5 Signs It’s Social Phobia (Not Introversion)

Hey, Psych2Goers! Do you find yourself avoiding the crowd? Are you more comfortable alone? When friends describe you, they often call you an introvert. They see you avoiding the crowds or canceling plans. But you feel different from being an introvert. You are confused if you are genuinely an introvert or have something else. Oftentimes, introversion is confused with social phobia that people do not know the right steps they need to take. So, here are 5 signs it is social phobia and not introversion.

  1. You Constantly Fear Being Judged.

Imagine going to a grocery store and feeling like people are judging you. You feel others ridicule you without even talking to you. You constantly fear that whatever you say or do can be used to judge you. Introverts can go to grocery stores without these thoughts but people with social phobia can’t. When you have social phobia, you constantly feel like being judged by those who know you and don’t know you (Cuncic, 2020). These thoughts do not go away hence you constantly feel anxious regardless of where you are. 

  1. You Actively Avoidance.

Because you are fearful of being judged, you actively avoid people. When your friends plan a trip for the weekend, you tend to opt-out. When your family goes on a vacation, you want to be left behind not because you want time alone but because you are fearful that you are going to be judged. Introverts do not constantly avoid trips. They might still find it better to be with themselves but they do not always cancel plans just to avoid people. Active avoidance is only present when you are fearful of being with others, a trademark of social phobia. 

  1. You Are Debilitated. 

Do you feel like the fear and anxiety of meeting people have stopped you from doing the things you need to do? According to DSM-5 (2013), when you have social anxiety, you tend to put off the responsibilities you need to do. The intrusive thoughts brought by the phobia might cause you to function less. You could ruminate too much on the fearful thoughts hence you might want to opt out of doing things. 

  1. You Overthink. 

Are you the person who thinks about your possible slip-ups during a performance? Do you constantly think about the possible failures of a speech? Thinking of these things can help you avoid possible mistakes even for introverts. But if you constantly think about these failures because you are fearful of the audience’s reaction then you might have social phobia (Raypole, 2021). When all you do is ruminate on the things that could go wrong in the future, then it is possible that you have social phobia rather than introversion.

  1. It Is Non-Egosyntronic. 

In an interview with Dr. Ramani (2020), a clinical psychologist and an educator, she differentiated introversion from the social phobia by pointing out egosyntronism. This means that introverts are fine with being alone. In fact, they gain more energy being by themselves than being with others. But being alone is not a choice for people suffering from social phobia. It is something born out of fear. They are alone but they also feel miserable being alone. They might not even feel recharged being alone. It is hard for them to turn off the fear of even being alone. So when you feel like you being alone is a forced choice may be you are not at all introverted. Instead, you have a social phobia that needs to be addressed.

Introverts feel safe when they are alone. They enjoy themselves. But they do not necessarily close the blinds because of fear. They are not conscious of what people think of them despite how rare it is they see others. Introversion and social phobia are mutually exclusive categories. As Dr. Ramani says, “introversion is your way while social phobia or anxiety is in your way”. Extroverts have an equal chance of getting social phobia as introverts. Social phobia is not just about being alone. Social phobia is not enjoying time with oneself. It is an issue that needs to be addressed and by recognizing its difference from introversion then you will be able to help yourself and find someone to work it out with you.

Reference:

American Psychiatric Association (2013). Diagnostic and Statistical Manual of Mental Disorders (5th ed.). https://doi.org/10.1176/appi.books.9780890425596

Cuncic, A. (2020, December 16). The social anxiety disorder criteria have evolved and changed. Verywell Mind.

Durvasula, R., (August 2020.) Introvert, Social Anxiety, and Depression? The Differences. MedCircle.

Raypole, C. (2021, March 19). Introvert vs. Social Anxiety: How to tell the difference. Healthline.

_____

§ **Problem description**:
In the article on social phobia versus introversion, how likely are extroverts to get social phobia compared with introverts?

_____

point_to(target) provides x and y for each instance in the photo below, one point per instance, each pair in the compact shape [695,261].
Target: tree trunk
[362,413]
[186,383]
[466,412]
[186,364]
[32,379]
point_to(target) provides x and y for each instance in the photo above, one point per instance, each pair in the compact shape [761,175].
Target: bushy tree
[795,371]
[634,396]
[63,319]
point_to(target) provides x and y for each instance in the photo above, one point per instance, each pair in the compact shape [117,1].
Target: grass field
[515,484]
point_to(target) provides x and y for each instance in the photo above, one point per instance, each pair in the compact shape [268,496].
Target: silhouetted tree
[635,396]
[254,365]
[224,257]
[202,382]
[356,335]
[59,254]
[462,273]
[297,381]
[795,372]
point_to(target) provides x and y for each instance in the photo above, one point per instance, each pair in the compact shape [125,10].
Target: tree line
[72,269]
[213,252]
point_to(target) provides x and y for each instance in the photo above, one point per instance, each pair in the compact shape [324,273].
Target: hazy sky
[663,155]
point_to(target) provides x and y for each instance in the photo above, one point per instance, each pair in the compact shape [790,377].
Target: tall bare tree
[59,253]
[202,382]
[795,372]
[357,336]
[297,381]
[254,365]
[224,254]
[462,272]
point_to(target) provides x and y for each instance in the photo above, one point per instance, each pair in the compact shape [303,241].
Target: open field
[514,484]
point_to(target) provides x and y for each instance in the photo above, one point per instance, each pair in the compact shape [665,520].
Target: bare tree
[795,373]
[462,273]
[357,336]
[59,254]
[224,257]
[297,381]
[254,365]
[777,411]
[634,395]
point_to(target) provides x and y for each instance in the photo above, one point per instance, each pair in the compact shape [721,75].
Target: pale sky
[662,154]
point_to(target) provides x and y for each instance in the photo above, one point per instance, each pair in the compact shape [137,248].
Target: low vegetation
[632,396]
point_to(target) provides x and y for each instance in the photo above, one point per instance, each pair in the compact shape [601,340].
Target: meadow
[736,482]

_____

§ **Exercise result**:
Extroverts have an equal chance of getting social phobia as introverts.